▶ _Exercise task_
List each line of the data below that contains the word "grilled", copying every such line in full.

▶ _Dataset rows_

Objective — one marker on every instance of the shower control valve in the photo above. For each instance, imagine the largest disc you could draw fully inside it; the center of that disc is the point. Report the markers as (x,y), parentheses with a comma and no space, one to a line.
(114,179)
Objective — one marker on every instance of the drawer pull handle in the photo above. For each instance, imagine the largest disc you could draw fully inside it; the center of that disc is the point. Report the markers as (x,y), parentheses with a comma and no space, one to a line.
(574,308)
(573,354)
==
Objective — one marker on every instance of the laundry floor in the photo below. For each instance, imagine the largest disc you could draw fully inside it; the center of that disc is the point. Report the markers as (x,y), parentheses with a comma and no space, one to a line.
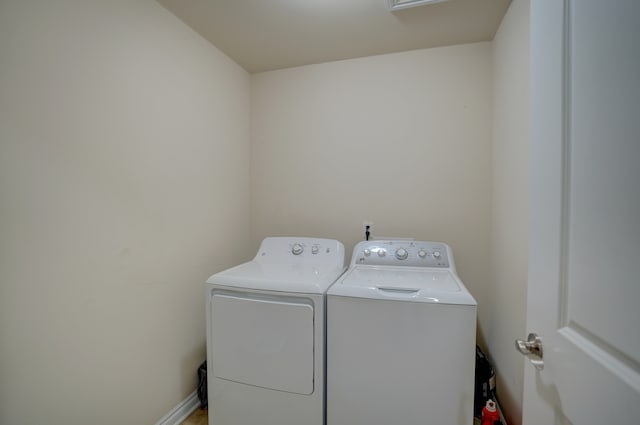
==
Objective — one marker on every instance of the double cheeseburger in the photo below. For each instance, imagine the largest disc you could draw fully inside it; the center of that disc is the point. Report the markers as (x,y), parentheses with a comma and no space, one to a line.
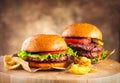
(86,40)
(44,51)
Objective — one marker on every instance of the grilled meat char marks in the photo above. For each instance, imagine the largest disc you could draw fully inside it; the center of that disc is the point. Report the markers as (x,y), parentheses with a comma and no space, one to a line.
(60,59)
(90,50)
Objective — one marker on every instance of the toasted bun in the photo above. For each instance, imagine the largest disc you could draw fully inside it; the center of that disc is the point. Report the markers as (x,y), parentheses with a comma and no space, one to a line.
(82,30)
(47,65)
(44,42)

▶ _Correct response_
Objective — one marker on every instance of the grilled meat char marks in the photo above. For each instance, imagine the largest disc you could draw fully inside it; the center of that disc is the point. Report the markers as (x,y), parentheses with a comma and no space, one to a line.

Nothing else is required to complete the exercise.